PROBLEMS AND TASKS –
1: Rewrite the IQF vegetable cost guide starting with "We recommend you" and going on through "for both countries.", changing "suppliers" to "vendors" wherever it appears.
2: Carry the IQF vegetable cost guide forward from its last line.

PAGE –
Indonesia-Vegetables
インドネシア産 IQF 野菜 vs 中国:2026 年 陸揚げコスト ガイド
IQF 野菜陸揚げコストインドネシア中国セクション 301ロサンゼルス/ロングビーチHS 0710リーファー物流

インドネシア産 IQF 野菜 vs 中国:2026 年 陸揚げコスト ガイド

1/24/202610分で読めます

A practical, apples-to-apples way to compare Indonesia vs China IQF vegetable costs to a Los Angeles warehouse in 2026. We standardize palletization, glaze, HS codes, tariffs, and reefer logistics—then walk through a real per‑kg calculation.

If you only compare CIF quotes, you’ll make the wrong call. We’ve seen landed cost swing 8–25% once you normalize for glaze, pallet patterns, and U.S. tariffs. Here’s a straight, per‑kg method you can reuse for 2026 West Coast deliveries.

The apples‑to‑apples rule: standardize these 7 inputs

We recommend you lock in the following before comparing suppliers. When buyers skip even one of these, the math gets fuzzy.

  1. Packaging and net basis. Decide on 10 x 1 kg, 4 x 2.5 kg, or 1 x 10 kg, and whether quotes are on drained net (no glaze) or net including glaze. Use the same basis for both countries.

  2. Palletization. Fix a pallet type and load plan. Example: 40 x 48 inch GMA pallets, 20 pallets per 40’ reefer, max pallet height 1.7–1.8 m, no double‑stack. Changing this changes kg per container.

  3. Container utilization. Target a legal highway payload to your LA warehouse. Don’t use the vessel limit. Your drayage limit will cap you first.

  4. Trade terms. Use FOB for duty calculations and add ocean/insurance separately to compare fairly. If you must use CIF, get the ocean/insurance value broken out for Customs.

  5. HS code. Agree the exact 10‑digit HTS for each SKU. Duty varies by line.

  6. Tariffs. Confirm if Section 301 applies to the China SKU and line. It’s ad valorem on the entered value, not on freight.

  7. U.S. last‑mile costs. Include LA/LB terminal, drayage, cold storage handling, customs brokerage, FDA/FSVP, and bond costs.

Practical takeaway: Put these seven into a one‑page spec and make both suppliers quote against it. That’s your apples‑to‑apples baseline.

What fees should I include to compare Indonesia vs China IQF landed cost to Los Angeles?

Here’s the short list we actually use in quotes:

  • Origin to vessel: export docs, THC origin, pre‑carriage if FOB inland (often baked into supplier price).
  • Ocean and insurance: base rate, reefer premium, bunker and peak season surcharges, plus insurance (0.1–0.3% of cargo value is typical).
  • U.S. duty and tariffs: general duty under your HS line, plus Section 301 if applicable to China.
  • MPF and HMF: MPF 0.3464% of entered value (min and max apply). HMF 0.125% of entered value for ocean imports.

Box annotations for photos:

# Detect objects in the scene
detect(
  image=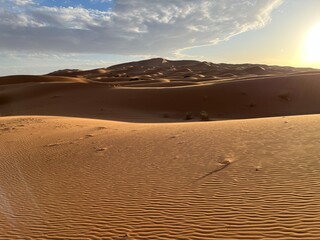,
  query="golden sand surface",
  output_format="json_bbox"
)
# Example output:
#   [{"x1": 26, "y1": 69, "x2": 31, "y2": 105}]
[{"x1": 0, "y1": 59, "x2": 320, "y2": 240}]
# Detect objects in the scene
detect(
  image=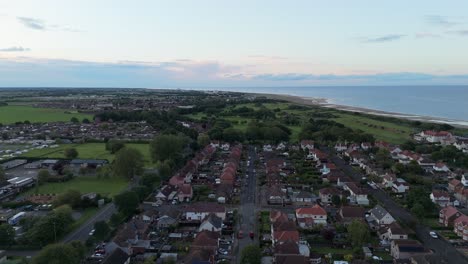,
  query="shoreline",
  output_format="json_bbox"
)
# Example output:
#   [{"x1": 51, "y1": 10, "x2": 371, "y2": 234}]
[{"x1": 252, "y1": 93, "x2": 468, "y2": 128}]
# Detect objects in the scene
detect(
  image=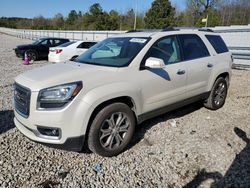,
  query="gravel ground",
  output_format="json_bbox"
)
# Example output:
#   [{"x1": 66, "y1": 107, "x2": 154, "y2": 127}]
[{"x1": 0, "y1": 34, "x2": 250, "y2": 187}]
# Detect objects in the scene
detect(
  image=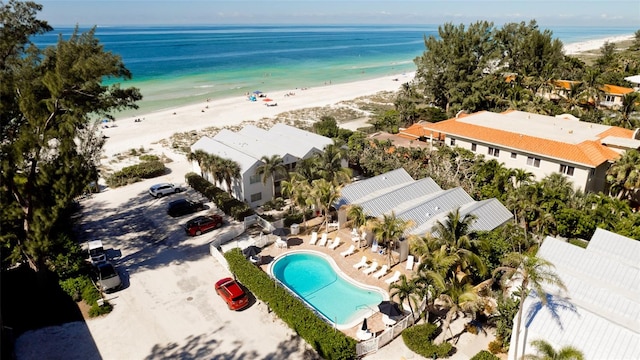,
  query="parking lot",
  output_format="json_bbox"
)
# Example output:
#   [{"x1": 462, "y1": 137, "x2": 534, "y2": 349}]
[{"x1": 16, "y1": 159, "x2": 314, "y2": 359}]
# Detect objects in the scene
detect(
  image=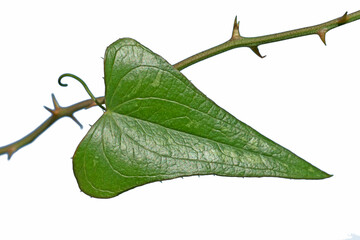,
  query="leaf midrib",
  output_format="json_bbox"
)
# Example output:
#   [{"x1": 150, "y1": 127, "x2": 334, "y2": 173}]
[{"x1": 104, "y1": 110, "x2": 292, "y2": 173}]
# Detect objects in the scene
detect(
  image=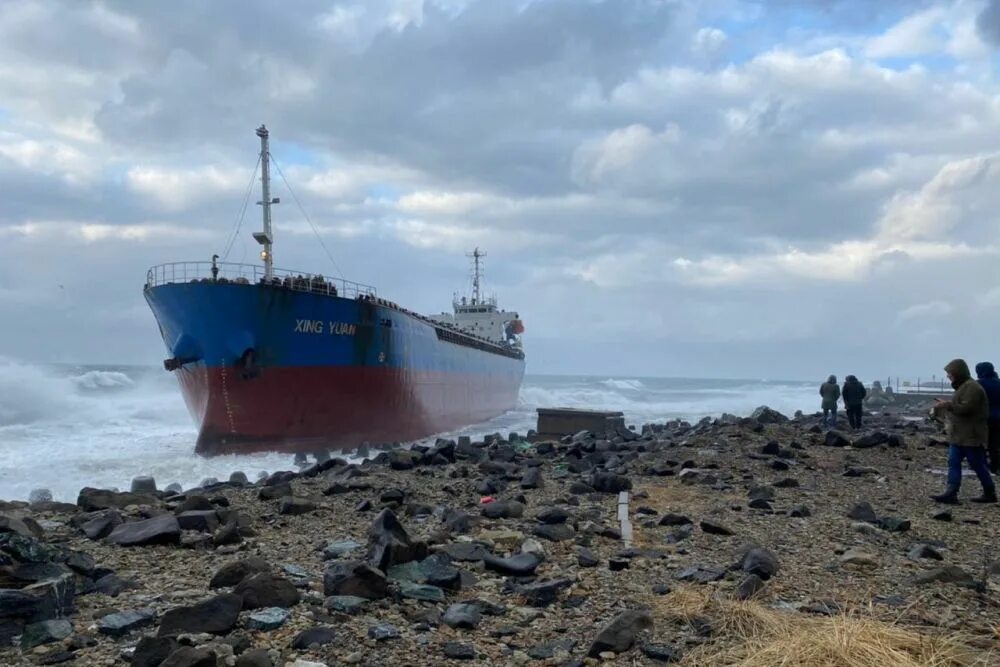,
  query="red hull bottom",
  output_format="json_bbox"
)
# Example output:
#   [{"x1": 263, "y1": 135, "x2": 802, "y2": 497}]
[{"x1": 178, "y1": 365, "x2": 521, "y2": 454}]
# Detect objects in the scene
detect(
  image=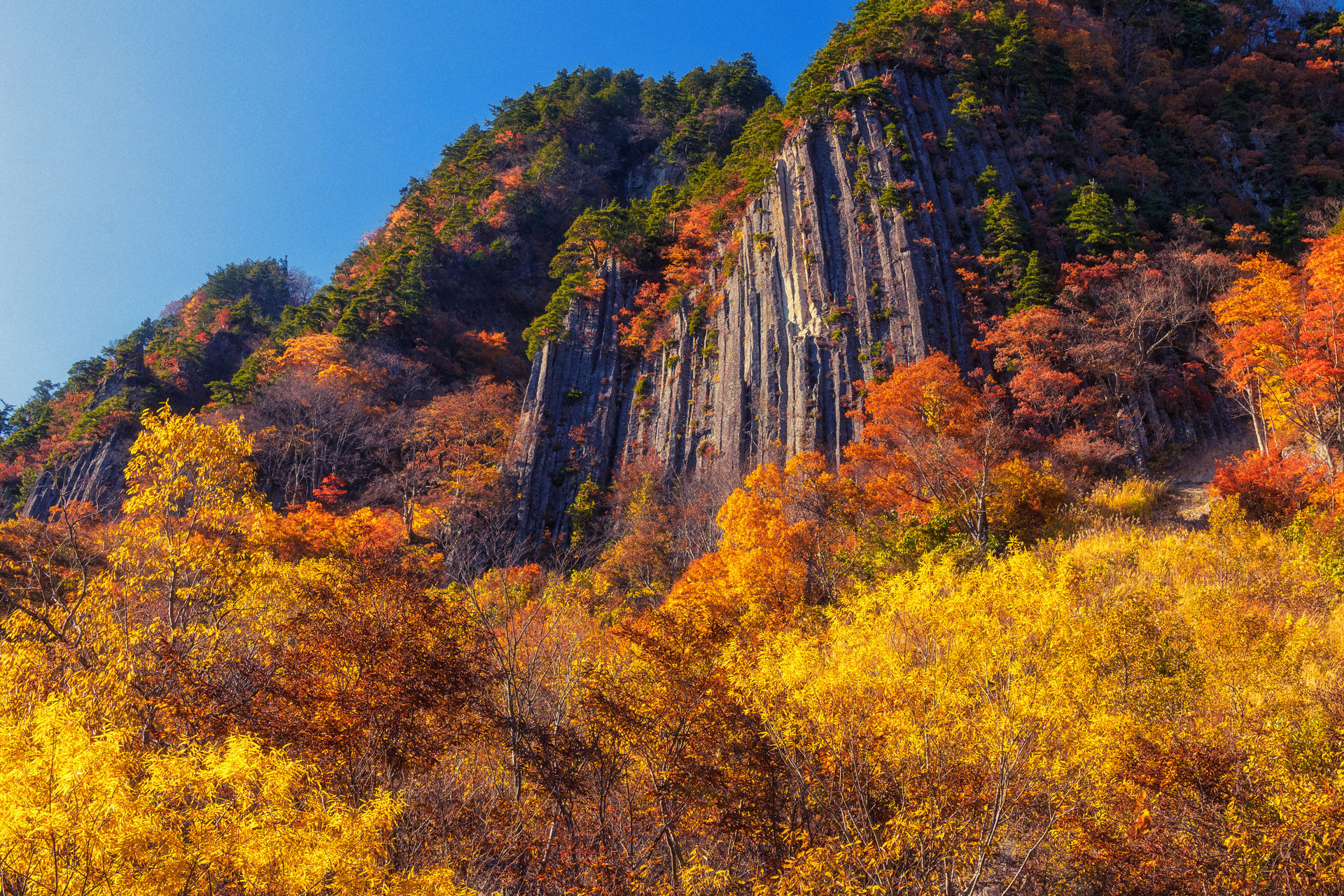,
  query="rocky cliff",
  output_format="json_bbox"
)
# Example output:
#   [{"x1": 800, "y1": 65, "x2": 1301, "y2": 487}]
[{"x1": 513, "y1": 66, "x2": 1037, "y2": 535}]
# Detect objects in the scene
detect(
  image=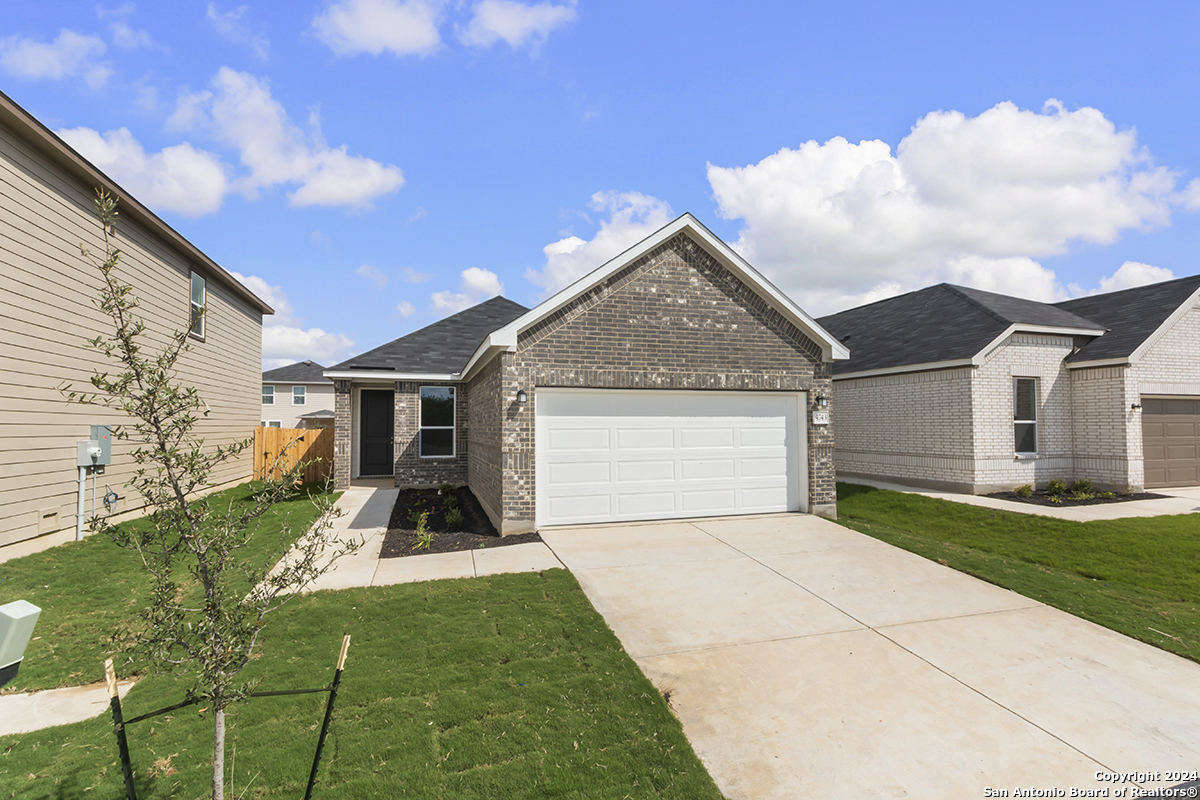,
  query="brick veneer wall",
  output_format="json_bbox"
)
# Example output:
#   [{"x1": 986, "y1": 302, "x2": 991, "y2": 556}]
[
  {"x1": 394, "y1": 380, "x2": 470, "y2": 487},
  {"x1": 972, "y1": 333, "x2": 1074, "y2": 493},
  {"x1": 499, "y1": 234, "x2": 836, "y2": 533},
  {"x1": 467, "y1": 356, "x2": 505, "y2": 530},
  {"x1": 833, "y1": 367, "x2": 974, "y2": 491}
]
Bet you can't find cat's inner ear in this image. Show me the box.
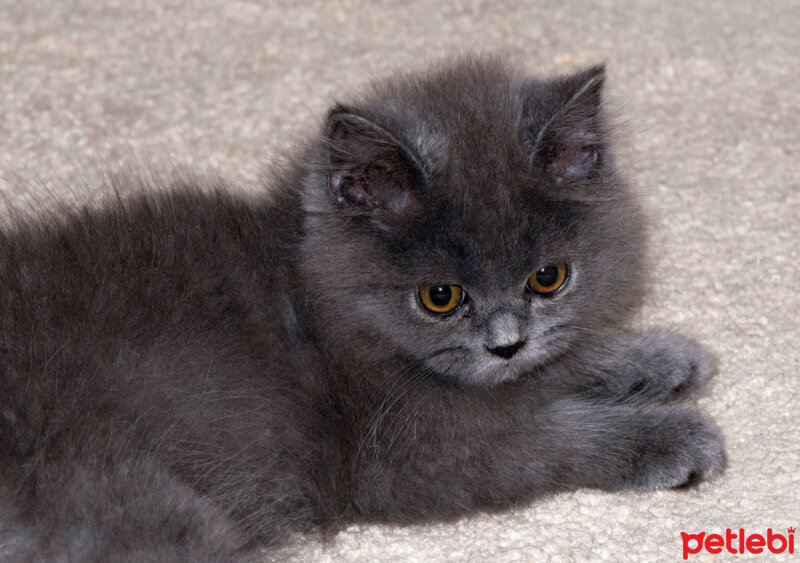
[327,112,423,217]
[531,65,605,184]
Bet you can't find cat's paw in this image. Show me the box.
[628,408,726,490]
[639,333,717,400]
[597,333,716,401]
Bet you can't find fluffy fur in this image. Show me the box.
[0,58,725,561]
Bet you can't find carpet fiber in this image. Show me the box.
[0,0,800,561]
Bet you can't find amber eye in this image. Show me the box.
[419,284,464,315]
[527,262,567,295]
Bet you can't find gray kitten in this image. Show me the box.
[0,58,725,561]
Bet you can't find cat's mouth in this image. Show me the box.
[424,346,546,387]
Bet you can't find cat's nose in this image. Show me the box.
[489,340,525,360]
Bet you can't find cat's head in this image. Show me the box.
[301,59,642,386]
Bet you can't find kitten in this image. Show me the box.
[0,58,725,561]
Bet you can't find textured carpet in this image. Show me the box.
[0,0,800,561]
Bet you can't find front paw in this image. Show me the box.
[627,407,726,490]
[596,333,716,401]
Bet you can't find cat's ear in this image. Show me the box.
[326,108,423,218]
[530,65,605,184]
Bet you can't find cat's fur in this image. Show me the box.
[0,58,724,561]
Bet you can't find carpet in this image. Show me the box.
[0,0,800,561]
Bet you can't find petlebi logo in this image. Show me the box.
[681,527,795,560]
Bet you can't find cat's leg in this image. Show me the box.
[556,332,716,401]
[0,459,250,562]
[354,395,725,522]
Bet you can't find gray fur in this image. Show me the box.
[0,58,725,561]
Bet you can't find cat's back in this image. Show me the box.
[0,181,312,462]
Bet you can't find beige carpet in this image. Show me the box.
[0,0,800,561]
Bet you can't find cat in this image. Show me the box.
[0,56,725,561]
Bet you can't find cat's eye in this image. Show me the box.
[419,284,465,315]
[527,262,567,295]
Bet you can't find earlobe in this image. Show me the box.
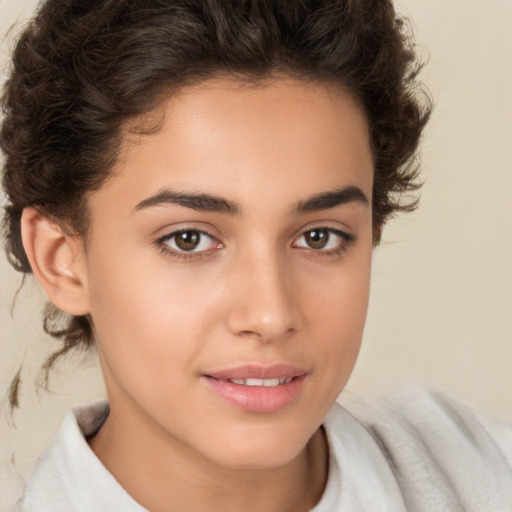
[21,207,89,316]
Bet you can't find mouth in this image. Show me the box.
[212,377,295,388]
[202,365,308,413]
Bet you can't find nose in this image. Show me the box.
[227,247,302,342]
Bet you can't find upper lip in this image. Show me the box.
[205,364,308,380]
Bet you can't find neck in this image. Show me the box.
[89,400,328,512]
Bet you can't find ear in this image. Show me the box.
[21,207,89,316]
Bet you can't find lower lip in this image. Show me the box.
[203,375,306,412]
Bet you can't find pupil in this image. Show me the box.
[175,231,200,251]
[306,229,329,249]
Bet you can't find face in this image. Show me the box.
[79,79,373,468]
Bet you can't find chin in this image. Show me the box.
[203,422,316,470]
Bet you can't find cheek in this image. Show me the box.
[84,246,220,387]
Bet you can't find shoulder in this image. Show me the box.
[324,385,512,511]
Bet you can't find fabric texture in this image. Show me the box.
[13,387,512,512]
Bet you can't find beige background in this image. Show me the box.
[0,0,512,511]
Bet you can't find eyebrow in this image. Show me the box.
[135,190,241,215]
[292,185,370,213]
[134,186,369,215]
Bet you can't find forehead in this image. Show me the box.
[91,79,373,216]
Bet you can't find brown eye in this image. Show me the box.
[174,231,201,251]
[304,229,330,249]
[293,228,355,254]
[162,229,220,253]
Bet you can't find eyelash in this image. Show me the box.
[154,227,356,261]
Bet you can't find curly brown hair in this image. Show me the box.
[0,0,431,402]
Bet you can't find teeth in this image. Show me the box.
[229,377,292,388]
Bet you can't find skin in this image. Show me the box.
[23,79,373,512]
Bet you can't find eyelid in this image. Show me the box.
[154,226,223,260]
[292,225,356,257]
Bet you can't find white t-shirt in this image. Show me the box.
[13,389,512,512]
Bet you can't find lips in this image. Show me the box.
[202,365,308,412]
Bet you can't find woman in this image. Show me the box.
[0,1,512,512]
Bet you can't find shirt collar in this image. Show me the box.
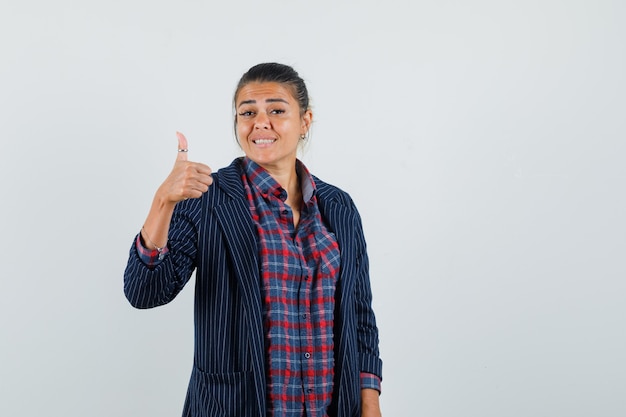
[243,157,317,203]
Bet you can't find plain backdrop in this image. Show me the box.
[0,0,626,417]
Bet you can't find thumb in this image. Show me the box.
[176,132,188,161]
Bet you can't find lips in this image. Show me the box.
[252,139,276,145]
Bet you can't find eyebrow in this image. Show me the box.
[238,98,289,107]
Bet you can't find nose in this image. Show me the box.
[254,112,270,129]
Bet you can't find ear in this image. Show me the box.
[300,109,313,135]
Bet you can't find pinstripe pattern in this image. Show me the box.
[124,159,382,417]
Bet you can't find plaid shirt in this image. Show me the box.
[136,158,380,417]
[243,158,340,417]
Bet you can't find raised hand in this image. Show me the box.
[157,132,213,203]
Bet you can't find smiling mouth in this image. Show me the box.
[252,139,276,145]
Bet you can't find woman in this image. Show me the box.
[124,63,382,417]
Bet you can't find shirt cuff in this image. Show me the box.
[135,233,169,269]
[361,372,380,393]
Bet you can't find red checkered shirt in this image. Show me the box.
[242,158,340,417]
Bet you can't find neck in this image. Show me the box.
[265,161,302,211]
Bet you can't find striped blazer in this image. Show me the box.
[124,158,382,417]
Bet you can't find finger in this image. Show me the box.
[176,132,188,161]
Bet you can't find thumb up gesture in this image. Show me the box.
[157,132,213,204]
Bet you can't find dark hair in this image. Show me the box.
[233,62,309,117]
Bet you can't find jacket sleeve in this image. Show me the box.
[355,208,382,380]
[124,199,201,308]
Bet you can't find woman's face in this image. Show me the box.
[235,82,312,170]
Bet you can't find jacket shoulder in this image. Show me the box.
[313,175,354,208]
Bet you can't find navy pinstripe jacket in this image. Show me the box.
[124,159,382,417]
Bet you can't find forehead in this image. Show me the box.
[236,82,296,105]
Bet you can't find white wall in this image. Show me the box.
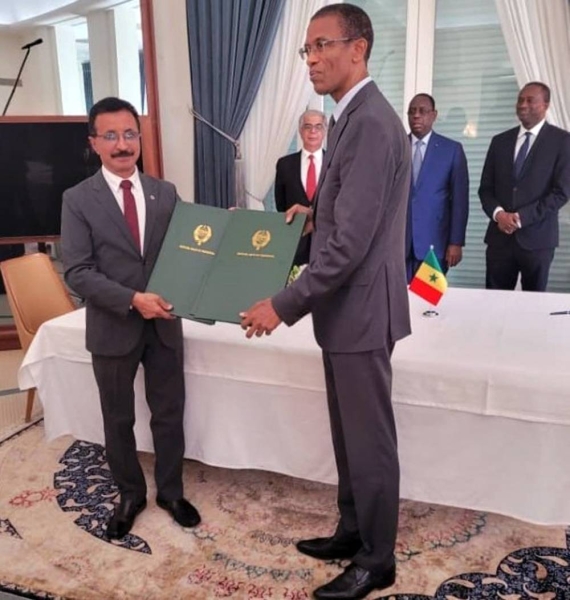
[0,27,60,115]
[153,0,194,202]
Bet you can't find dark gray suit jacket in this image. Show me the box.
[61,171,182,356]
[479,123,570,250]
[272,82,411,352]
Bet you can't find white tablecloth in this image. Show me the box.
[19,288,570,524]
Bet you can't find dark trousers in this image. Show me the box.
[92,320,184,500]
[323,348,400,572]
[485,241,554,292]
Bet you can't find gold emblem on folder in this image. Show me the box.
[194,225,212,246]
[251,229,271,250]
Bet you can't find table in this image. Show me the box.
[19,288,570,524]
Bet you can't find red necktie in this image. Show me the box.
[121,179,141,252]
[307,154,317,202]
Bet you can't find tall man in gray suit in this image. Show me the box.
[242,4,411,599]
[61,98,200,538]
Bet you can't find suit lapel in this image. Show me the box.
[313,81,375,215]
[513,123,550,181]
[416,131,440,187]
[140,173,159,256]
[93,170,140,254]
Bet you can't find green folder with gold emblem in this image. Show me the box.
[147,202,304,323]
[146,202,232,323]
[194,210,305,323]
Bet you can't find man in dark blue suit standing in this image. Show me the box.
[275,109,327,265]
[406,94,469,282]
[479,82,570,292]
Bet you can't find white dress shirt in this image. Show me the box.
[410,130,433,163]
[101,166,146,254]
[301,148,323,191]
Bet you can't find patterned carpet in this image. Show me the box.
[0,425,570,600]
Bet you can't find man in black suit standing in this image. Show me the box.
[242,3,412,600]
[479,81,570,292]
[61,98,200,539]
[275,109,327,265]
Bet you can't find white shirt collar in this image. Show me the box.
[332,75,372,123]
[411,129,433,148]
[517,119,546,138]
[101,165,142,193]
[301,147,323,161]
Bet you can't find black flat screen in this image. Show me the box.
[0,122,100,238]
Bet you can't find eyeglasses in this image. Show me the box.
[299,38,356,60]
[91,129,141,142]
[408,106,433,117]
[301,123,325,133]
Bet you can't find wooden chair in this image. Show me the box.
[0,253,75,423]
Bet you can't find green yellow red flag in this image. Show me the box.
[410,248,447,306]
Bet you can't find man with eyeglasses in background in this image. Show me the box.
[275,109,327,265]
[61,98,200,539]
[242,4,411,600]
[406,94,469,282]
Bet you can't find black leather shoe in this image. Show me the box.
[297,536,362,560]
[156,498,202,527]
[107,498,146,540]
[313,563,396,600]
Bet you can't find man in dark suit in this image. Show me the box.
[479,82,570,292]
[61,98,200,538]
[242,4,411,599]
[275,109,327,265]
[406,94,469,282]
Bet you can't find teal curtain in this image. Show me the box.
[186,0,285,208]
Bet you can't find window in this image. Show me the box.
[324,0,407,116]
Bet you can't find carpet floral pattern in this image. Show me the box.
[0,426,570,600]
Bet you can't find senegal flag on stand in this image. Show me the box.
[410,248,447,306]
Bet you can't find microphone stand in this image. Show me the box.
[2,47,32,116]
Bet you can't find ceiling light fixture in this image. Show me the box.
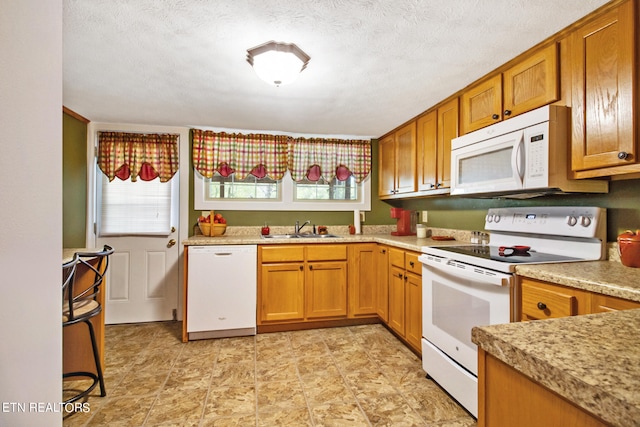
[247,41,311,86]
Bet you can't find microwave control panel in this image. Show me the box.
[485,206,607,237]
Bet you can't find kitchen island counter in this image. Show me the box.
[472,309,640,426]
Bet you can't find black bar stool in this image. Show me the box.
[62,245,113,403]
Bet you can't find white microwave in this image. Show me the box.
[451,105,609,198]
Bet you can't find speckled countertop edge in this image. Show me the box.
[182,226,471,252]
[472,309,640,426]
[516,261,640,302]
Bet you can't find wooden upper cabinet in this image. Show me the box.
[436,98,460,188]
[416,98,459,191]
[396,122,416,194]
[502,43,558,118]
[460,74,502,134]
[570,1,638,178]
[417,110,438,191]
[378,134,396,197]
[378,121,416,198]
[461,43,559,134]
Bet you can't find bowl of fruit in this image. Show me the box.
[198,211,227,237]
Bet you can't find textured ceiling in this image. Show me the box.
[63,0,606,137]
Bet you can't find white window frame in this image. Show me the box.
[193,169,371,212]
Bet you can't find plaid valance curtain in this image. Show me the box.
[98,132,179,182]
[191,129,288,179]
[289,138,371,183]
[191,129,371,182]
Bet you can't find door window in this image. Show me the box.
[98,173,175,236]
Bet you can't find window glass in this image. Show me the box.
[205,173,280,200]
[99,172,172,236]
[294,175,358,200]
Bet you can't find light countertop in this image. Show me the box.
[516,261,640,302]
[472,309,640,426]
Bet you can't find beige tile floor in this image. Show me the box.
[63,322,476,427]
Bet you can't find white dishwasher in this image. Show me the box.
[187,245,258,340]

ANSWERS FOR THE TASKS –
1:
We recommend you lock in the following before comparing vendors. When buyers skip even one of these, the math gets fuzzy.

  1. Packaging and net basis. Decide on 10 x 1 kg, 4 x 2.5 kg, or 1 x 10 kg, and whether quotes are on drained net (no glaze) or net including glaze. Use the same basis for both countries.

2:
  • Customs brokerage and ISF: Entry $150–$250, ISF $50–$100, continuous bond amortized or single‑entry bond as quoted.
  • LA/LB destination: terminal appointment/TMF, reefer plug if rolled, chassis, demurrage/detention risk.
  • Drayage and cold chain: port drayage to warehouse, cross‑dock, pallet exchange, inbound/outbound fees, storage if holding inventory.

In our experience, destination add‑ons for a clean LA move with quick pickup land around $1,600–$2,300 per container in 2026 planning budgets, excluding storage and any demurrage.

How many kilograms can a 40’ reefer realistically carry for IQF vegetables?

The vessel may allow ~27 metric tons. Your LA drayage won’t. With a standard chassis and no overweight permit, most carriers cap you around 42,000–44,000 lb cargo weight. That’s roughly 19.0–20.0 MT net product if your packaging is efficient.

What we plan for:

  • US pallets, single‑stack, airflow respected: 20 pallets. 850–1,000 kg net per pallet is typical for IQF cartons. That yields 17–20 MT net product.
  • Euro pallets can fit 22–24, but most importers transload to US pallets anyway. If you import on Euro and transload, include the handling cost.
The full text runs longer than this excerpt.